====== EXCERPTED DATA ======
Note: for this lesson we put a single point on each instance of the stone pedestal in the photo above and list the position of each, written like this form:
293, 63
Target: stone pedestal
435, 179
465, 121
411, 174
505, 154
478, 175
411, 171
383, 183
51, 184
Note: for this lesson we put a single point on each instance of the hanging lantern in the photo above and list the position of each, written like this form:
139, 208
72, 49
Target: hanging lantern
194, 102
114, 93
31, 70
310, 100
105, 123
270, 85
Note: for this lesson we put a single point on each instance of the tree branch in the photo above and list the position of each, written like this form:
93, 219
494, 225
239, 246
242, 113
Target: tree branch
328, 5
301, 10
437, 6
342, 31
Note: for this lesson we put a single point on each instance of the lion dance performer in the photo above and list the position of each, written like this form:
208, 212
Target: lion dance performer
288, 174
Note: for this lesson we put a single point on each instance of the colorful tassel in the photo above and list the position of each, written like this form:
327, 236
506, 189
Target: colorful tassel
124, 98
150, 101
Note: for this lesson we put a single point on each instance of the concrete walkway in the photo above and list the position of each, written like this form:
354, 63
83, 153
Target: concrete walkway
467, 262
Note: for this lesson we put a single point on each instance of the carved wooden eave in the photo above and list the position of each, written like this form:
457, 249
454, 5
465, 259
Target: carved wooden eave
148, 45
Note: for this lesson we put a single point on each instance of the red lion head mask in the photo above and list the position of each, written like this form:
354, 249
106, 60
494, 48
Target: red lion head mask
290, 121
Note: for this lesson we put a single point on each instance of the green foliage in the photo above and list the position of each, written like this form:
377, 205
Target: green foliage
======
_SET TASK_: Copy word for word everything from the line containing "of the concrete" down to the last line of the records.

_IN RESPONSE_:
Note: for this lesson we put a single point on each instance of the concrete walkway in the photo above and list the position of each, written like this form:
354, 63
83, 153
Target: concrete walkway
467, 262
Note: for this lesson we put a single point on each instance of the carved wooden eave in the photo above and list the position of each, written like this form:
457, 249
454, 5
465, 259
Target: carved wooden eave
148, 45
Note: for this lesson we put a single point on each instance of the red lion head mask in the photo above and list the position of each, written like this form:
354, 249
106, 60
494, 48
Target: red lion head mask
290, 121
Note: for this lesson we put a single point on each instance of the green foliage in the photo above and list the position of each, written like this form:
377, 205
Target: green foliage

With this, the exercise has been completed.